• **Objective 1**: Reproduce word for word everything in the GMM introduction from "Let's walk through" down to "1, 2 respectively.".
• **Objective 2**: Extend the GMM introduction onward from its final sentence.

++++ Given text

# Introduction to GMM

## What is this and why am I learning it?
GMM is a way of uncovering structural parameters from data that may or may not be linear. While we have seen over and over again how regressions can uncover unknown "betas" that summarize causal (and correlational) relationships between variables, these "betas" are _linear_: $y$ is a linear function of $\beta$. However, in many of the models we may write down (especially in Trade, Economic Geography, IO, etc...) we will have structural relationships that are not at all linear in the unknown parameters we want to estimate! 

To give a real-world example, take the system of structural equations from the model in Ahfeldt et al (2015) in which they estimate an economic geography model that seeks to explain the changes in rental rates and wages that West Berlin experienced during the Cold War when it was cut off from East Berlin. Their model has neighborhood amenities $\tilde{a}_{it}$ in a structural residual that capture benefits of living in a neighborhood that aren't related to model mechanisms (commuting, labor supply and demand, rents). This statement in and of itself is a moment condition/assertion: that in the data, the spatial distribution or gradient of changes in these amenities should not be correlated with the distance to the Berlin Wall. That is, if I remove everything the model says is important, leaving me with residuals $\tilde{a}_{it}$, I shouldn't be able to predict changes in how nice a neighborhood is as a function of the distance to the Wall. Their moment conditions are:

$$E(I_k \times \Delta \ln \tilde{a}_{it}/a_t(\Lambda)) = 0$$ 

where $a_t$ is the average amenity in year $t$, and $\tilde{a}_{it}/a_t$ is a non-linear function of the model's parameter (fundamentals) set $\Lambda$.

**Check understanding:** Try and think about what would happen if you tried to estimate this via OLS. What would go wrong?

## A more simple example

Let's walk through a more stylized example for our purposes. Suppose you have written down an IO model that goes like this:

Firms produce 2 goods, $g\in\{1,2\}$ using a single input $x$ for each. For example, they have one input, corn masa, and can use it to make either tortillas or sopes.  However, each good uses a different technology, like so:

$$y_g = f_g(x)$$

This is essentially what we saw in class. Now to be more explicit, we are going to say that our model assumes Cobb-Douglas technology, so that our production functions look like this:

\begin{align}
y_1 = x_1^{\alpha_1} \\ 
y_2 = x_2^{\alpha_2}  
\end{align}

$x_1, x_2$ index how much of $x$ is used in the production of goods 1, 2 respectively.

++++++++
++++ Dataset excerpts

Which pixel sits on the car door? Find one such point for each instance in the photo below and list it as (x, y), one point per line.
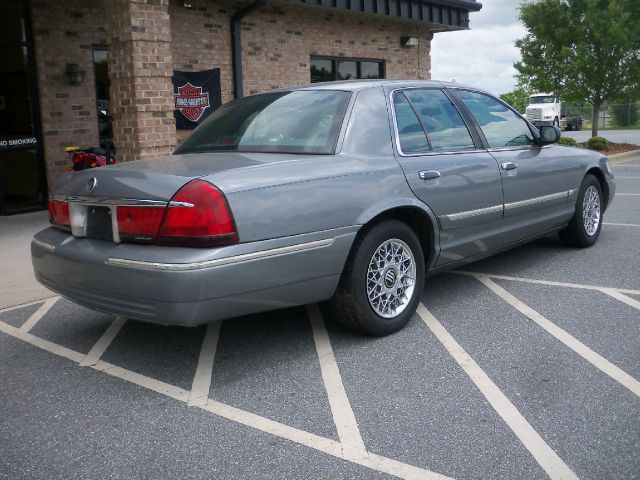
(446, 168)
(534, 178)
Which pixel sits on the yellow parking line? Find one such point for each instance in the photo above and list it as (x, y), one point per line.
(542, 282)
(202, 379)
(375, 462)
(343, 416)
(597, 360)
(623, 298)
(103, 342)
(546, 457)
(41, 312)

++++++++
++++ Dataset excerpts

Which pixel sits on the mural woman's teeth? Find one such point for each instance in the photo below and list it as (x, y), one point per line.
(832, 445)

++++++++
++++ Dataset excerpts

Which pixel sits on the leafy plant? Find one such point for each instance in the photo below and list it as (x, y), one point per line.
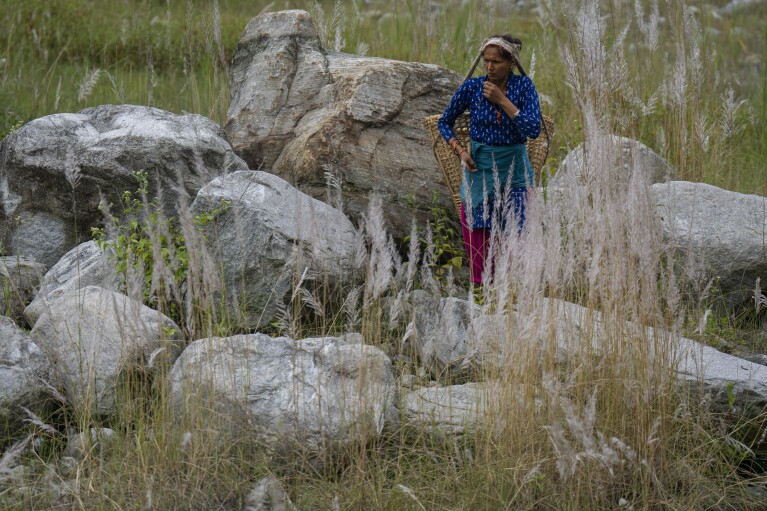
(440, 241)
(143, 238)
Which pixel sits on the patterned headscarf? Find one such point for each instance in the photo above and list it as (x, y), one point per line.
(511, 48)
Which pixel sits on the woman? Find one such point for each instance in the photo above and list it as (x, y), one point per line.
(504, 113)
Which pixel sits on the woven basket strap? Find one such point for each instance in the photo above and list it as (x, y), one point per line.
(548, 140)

++++++++

• **Task result 1**:
Let's walk through a more stylized example for our purposes. Suppose you have written down an IO model that goes like this:

Firms produce 2 goods, $g\in\{1,2\}$ using a single input $x$ for each. For example, they have one input, corn masa, and can use it to make either tortillas or sopes.  However, each good uses a different technology, like so:

$$y_g = f_g(x)$$

This is essentially what we saw in class. Now to be more explicit, we are going to say that our model assumes Cobb-Douglas technology, so that our production functions look like this:

\begin{align}
y_1 = x_1^{\alpha_1} \\ 
y_2 = x_2^{\alpha_2}  
\end{align}

$x_1, x_2$ index how much of $x$ is used in the production of goods 1, 2 respectively.

• **Task result 2**:
Now firms have uncertainty over their prices. Then our first order conditions from the model imply that the following should hold:
\begin{align}
E\left(p_1\alpha_1x_1^{\alpha_1 - 1} - w\right) &= 0 \\ 
E\left(p_2\alpha_2x_2^{\alpha_2-1} - w\right) &= 0 \\
\end{align}

Now, we have data on lots of firms $f = 1,\ldots, N$, and for each firm we observe prices, inputs, and wages. From these data we can use GMM to back out the values of $\alpha_1, \alpha_2$, by applying the analogy principle, which would imply:

\begin{align}
\frac{1}{N}\sum_i \left(p_{1i}\alpha_1x_{1i}^{\alpha_1 - 1} - w_i\right) &= 0 \\ 
\frac{1}{N}\sum_i \left(p_{2i}\alpha_2x_{2i}^{\alpha_2-1} - w_i\right) &= 0 \\
\end{align}

These are our $g_j$ functions! Intuitively what follows is that we will numerically find a vector $[\widehat{\alpha}_1, \widehat{\alpha}_2]$ that forces the left-hand side of this equation to be as close to zero as possible- trying to make this equation hold. In this case we have 2 equations and 2 unknowns, so GMM should be able to solve the system exactly. In the case that we had more conditions than unknown parameters, GMM will almost surely _not_ be able to exactly solve all equations, but it will find the parameter set that gets closest to doing so. This is actually a good thing- it provides us with the opportunity to test how well GMM is doing.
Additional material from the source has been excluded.